begin EXTRACTED ENTRIES
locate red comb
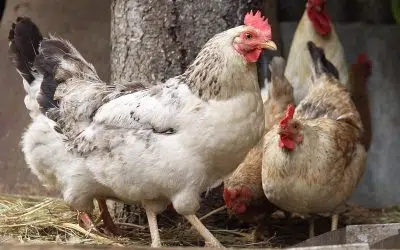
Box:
[308,0,326,6]
[244,10,272,39]
[279,104,294,127]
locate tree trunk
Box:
[111,0,278,223]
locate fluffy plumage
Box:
[10,14,275,246]
[262,42,366,237]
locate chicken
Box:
[285,0,349,105]
[223,57,293,241]
[10,12,276,247]
[349,53,372,151]
[261,41,366,236]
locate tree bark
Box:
[111,0,278,223]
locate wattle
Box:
[307,9,332,36]
[244,49,262,63]
[279,136,296,151]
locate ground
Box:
[0,193,400,247]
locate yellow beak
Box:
[261,40,278,50]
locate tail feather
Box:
[34,36,100,113]
[307,41,339,80]
[8,17,43,85]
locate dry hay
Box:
[0,195,400,248]
[0,195,274,247]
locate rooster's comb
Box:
[279,104,294,127]
[244,10,271,39]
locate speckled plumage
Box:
[9,17,264,240]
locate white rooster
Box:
[9,12,276,247]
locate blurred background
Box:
[0,0,400,207]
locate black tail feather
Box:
[8,17,43,84]
[307,41,339,80]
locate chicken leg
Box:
[78,211,100,232]
[331,214,339,231]
[185,214,223,248]
[145,207,161,247]
[97,199,121,235]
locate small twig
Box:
[210,229,249,237]
[62,223,123,246]
[199,205,226,221]
[115,222,147,230]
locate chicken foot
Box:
[145,207,161,247]
[331,214,339,231]
[78,211,100,233]
[97,199,122,236]
[185,214,224,248]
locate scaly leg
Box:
[185,214,223,248]
[96,199,121,235]
[309,216,315,238]
[78,211,99,232]
[145,207,161,247]
[331,214,339,231]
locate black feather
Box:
[8,17,43,84]
[307,41,339,80]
end EXTRACTED ENTRIES
**WHAT THE TASK ASKS:**
Tally the lines in the records that contain the string "plumage", with case counting, and reply with only the number.

**CORRECT OUTPUT:**
2